DOCUMENT EXCERPT:
════════

FIELD OF DISCLOSURE
The present disclosure relates in general to refrigerators. Particularly, but not
exclusively, the present disclosure relates to load sensing technology in refrigerators.
More specifically, the present disclosure relates to a system for detecting load change
in refrigerators which improves the efficiency or functioning of refiigerators.
BACKGROUND OF THE DISCLOSURE
This section provides background information related to the present disclosure which
is not necessarily prior art.
In recent years, the focus of refrigerator manufacturers has become more inclined
towards the efficiency and environment friendliness of refrigerators. The manufactures
are also focused on producing low priced refrigerators yet not compromising on the
quality of cooling produced by them as well.
It is very much known that the highest power consuming component in a refrigerator is
the compressor. Also, the compressor has the major role to play in providing the cooling
effect in the refrigerator. It is also known that the existing refrigerators have a provision
of controlling the rate of working of compressor various means. Generally, the
refrigerator is incorporated with one or more sensors which provides signals to vary the
speed of the compressor through circuitry means thus affects the cooling capacity.

════════

TO DO:
(1) List everything that the field section of the refrigerator disclosure excerpt says the present disclosure relates to.
(2) Reproduce the refrigerator disclosure excerpt from "FIELD OF DISCLOSURE" up to and including "them as well.", putting "performance" in place of "efficiency".

════════

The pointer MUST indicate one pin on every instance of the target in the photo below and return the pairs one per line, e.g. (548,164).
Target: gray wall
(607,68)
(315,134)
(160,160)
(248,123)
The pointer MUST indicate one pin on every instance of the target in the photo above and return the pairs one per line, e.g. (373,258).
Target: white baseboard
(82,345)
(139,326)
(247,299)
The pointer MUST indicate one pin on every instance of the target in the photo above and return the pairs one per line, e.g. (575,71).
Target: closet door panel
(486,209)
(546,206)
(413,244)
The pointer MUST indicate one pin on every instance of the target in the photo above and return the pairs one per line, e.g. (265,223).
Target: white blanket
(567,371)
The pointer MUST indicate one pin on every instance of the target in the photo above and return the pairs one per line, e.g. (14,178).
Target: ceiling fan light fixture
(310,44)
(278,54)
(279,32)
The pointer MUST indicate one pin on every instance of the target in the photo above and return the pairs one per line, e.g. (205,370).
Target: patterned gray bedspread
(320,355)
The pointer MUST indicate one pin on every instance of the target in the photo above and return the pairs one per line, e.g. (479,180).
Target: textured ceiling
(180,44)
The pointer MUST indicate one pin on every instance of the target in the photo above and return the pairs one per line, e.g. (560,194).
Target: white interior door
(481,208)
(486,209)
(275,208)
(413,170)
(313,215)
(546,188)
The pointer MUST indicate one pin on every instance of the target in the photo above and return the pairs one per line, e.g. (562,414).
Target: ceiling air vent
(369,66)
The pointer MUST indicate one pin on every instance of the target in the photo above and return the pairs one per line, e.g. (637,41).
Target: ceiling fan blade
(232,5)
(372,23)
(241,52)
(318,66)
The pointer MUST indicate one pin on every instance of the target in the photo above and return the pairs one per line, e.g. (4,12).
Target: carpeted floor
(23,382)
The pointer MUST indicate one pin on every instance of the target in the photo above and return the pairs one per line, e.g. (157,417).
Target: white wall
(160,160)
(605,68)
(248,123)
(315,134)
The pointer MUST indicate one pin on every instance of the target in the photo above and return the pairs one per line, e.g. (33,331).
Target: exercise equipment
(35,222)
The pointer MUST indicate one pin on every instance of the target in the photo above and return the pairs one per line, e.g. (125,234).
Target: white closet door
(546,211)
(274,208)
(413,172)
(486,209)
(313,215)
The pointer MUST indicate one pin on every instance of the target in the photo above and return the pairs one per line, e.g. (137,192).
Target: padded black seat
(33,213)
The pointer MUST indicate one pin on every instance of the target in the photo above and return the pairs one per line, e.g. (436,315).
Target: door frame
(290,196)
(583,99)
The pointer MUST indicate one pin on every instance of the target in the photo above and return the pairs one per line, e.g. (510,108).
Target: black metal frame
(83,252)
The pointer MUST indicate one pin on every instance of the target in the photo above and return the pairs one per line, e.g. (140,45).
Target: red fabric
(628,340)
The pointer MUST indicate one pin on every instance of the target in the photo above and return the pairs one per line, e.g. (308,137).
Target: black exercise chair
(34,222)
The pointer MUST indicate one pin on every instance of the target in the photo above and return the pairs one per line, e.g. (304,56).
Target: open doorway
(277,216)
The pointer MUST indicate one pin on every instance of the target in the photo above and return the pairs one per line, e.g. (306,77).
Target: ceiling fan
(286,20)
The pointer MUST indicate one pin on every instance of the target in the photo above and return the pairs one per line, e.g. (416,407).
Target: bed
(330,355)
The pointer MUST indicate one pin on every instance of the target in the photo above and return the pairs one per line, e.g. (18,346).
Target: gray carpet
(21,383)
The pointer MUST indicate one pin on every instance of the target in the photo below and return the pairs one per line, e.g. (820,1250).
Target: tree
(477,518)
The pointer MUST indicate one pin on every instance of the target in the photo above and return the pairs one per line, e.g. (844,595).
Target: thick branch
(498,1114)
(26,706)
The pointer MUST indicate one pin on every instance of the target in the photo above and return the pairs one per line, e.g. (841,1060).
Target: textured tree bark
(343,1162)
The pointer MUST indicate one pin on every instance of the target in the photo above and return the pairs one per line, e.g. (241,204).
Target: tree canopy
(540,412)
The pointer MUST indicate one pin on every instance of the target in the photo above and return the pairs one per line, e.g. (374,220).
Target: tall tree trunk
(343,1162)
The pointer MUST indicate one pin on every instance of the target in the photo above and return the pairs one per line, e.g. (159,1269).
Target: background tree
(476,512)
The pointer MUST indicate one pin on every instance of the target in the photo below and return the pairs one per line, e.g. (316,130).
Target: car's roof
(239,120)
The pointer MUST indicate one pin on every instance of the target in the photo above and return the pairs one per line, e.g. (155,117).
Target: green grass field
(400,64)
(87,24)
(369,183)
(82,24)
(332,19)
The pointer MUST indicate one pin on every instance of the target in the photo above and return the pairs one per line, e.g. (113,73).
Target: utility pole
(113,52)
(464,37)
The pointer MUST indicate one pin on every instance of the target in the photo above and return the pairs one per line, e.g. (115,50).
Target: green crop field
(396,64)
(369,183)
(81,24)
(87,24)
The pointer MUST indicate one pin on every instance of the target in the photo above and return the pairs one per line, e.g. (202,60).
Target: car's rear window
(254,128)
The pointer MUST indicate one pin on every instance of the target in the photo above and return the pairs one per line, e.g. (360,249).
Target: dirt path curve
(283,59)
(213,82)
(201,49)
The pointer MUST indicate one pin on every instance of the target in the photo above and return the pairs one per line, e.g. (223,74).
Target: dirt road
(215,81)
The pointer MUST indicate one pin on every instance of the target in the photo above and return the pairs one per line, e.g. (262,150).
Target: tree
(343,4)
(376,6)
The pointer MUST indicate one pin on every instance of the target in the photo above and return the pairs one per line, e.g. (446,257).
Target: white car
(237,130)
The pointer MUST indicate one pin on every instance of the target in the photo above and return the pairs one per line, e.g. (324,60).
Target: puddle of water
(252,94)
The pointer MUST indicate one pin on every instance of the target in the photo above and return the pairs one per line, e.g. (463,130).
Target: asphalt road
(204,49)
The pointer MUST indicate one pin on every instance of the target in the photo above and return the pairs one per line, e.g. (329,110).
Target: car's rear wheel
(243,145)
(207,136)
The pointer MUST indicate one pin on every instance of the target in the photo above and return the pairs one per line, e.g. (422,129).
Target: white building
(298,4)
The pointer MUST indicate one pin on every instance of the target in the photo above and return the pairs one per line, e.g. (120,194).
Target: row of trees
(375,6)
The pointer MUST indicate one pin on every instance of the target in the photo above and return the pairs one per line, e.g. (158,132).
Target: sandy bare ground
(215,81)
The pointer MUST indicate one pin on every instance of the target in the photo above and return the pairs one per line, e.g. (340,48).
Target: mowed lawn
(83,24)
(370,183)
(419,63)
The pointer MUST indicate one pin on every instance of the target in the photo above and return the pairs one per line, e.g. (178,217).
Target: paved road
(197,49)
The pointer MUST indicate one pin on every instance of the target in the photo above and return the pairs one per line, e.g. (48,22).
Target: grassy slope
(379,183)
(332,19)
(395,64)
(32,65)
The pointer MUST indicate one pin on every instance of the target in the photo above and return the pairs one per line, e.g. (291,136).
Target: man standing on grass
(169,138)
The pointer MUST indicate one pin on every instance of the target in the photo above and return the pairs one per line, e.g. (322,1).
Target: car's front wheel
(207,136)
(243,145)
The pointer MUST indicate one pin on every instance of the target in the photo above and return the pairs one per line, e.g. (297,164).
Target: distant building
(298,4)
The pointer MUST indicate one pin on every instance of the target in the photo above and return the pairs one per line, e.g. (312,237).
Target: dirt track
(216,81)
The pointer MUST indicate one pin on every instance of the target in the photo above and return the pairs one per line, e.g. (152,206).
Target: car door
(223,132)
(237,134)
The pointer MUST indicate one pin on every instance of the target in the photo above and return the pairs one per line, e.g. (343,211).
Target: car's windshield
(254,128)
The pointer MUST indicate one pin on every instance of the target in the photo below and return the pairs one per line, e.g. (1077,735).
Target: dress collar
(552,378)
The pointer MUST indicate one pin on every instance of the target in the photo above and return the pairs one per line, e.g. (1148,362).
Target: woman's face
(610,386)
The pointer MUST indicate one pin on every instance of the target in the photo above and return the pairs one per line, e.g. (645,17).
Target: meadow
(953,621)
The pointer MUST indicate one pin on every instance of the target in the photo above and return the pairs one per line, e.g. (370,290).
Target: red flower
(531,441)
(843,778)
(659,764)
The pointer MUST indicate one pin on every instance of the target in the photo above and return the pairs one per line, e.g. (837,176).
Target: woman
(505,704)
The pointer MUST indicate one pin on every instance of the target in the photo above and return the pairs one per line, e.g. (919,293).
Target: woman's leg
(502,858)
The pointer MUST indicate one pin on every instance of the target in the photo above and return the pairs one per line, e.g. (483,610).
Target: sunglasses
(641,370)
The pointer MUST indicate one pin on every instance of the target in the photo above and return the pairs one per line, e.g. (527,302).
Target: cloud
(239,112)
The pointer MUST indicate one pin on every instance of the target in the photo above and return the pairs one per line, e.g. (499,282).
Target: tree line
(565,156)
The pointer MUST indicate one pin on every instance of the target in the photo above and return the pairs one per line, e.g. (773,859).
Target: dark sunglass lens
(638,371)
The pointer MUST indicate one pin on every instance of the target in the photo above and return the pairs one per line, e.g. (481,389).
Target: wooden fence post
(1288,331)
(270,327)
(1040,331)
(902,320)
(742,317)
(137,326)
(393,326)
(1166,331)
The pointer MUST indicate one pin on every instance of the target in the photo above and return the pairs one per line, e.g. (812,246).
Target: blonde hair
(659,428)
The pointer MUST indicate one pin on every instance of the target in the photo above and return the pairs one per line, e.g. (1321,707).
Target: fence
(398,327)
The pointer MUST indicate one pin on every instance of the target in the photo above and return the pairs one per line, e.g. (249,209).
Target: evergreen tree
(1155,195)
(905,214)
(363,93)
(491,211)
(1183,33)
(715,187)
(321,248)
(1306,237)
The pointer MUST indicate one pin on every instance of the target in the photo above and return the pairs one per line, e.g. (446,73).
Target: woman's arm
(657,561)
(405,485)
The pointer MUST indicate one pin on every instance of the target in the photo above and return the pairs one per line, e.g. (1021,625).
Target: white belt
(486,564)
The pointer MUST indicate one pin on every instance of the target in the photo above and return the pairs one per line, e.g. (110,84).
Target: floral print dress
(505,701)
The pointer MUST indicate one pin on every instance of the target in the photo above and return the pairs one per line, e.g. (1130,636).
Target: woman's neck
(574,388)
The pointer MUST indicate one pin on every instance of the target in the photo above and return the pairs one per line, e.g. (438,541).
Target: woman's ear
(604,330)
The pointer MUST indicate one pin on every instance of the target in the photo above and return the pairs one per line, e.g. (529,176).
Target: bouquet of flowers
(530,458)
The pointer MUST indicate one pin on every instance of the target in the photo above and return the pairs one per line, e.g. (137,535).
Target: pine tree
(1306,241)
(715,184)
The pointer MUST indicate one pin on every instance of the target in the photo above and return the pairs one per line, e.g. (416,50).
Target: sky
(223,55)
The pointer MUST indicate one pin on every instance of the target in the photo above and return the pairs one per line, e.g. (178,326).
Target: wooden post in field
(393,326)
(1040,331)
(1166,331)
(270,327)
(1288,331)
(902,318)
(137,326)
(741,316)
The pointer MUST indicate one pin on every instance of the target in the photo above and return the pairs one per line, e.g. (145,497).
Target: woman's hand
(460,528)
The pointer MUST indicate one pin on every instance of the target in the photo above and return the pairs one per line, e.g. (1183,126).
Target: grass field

════════

WRITTEN ANSWERS:
(1)
- Refrigerators, in general
- Load sensing technology in refrigerators
- A system for detecting load change in refrigerators

(2)
FIELD OF DISCLOSURE
The present disclosure relates in general to refrigerators. Particularly, but not
exclusively, the present disclosure relates to load sensing technology in refrigerators.
More specifically, the present disclosure relates to a system for detecting load change
in refrigerators which improves the performance or functioning of refiigerators.
BACKGROUND OF THE DISCLOSURE
This section provides background information related to the present disclosure which
is not necessarily prior art.
In recent years, the focus of refrigerator manufacturers has become more inclined
towards the performance and environment friendliness of refrigerators. The manufactures
are also focused on producing low priced refrigerators yet not compromising on the
quality of cooling produced by them as well.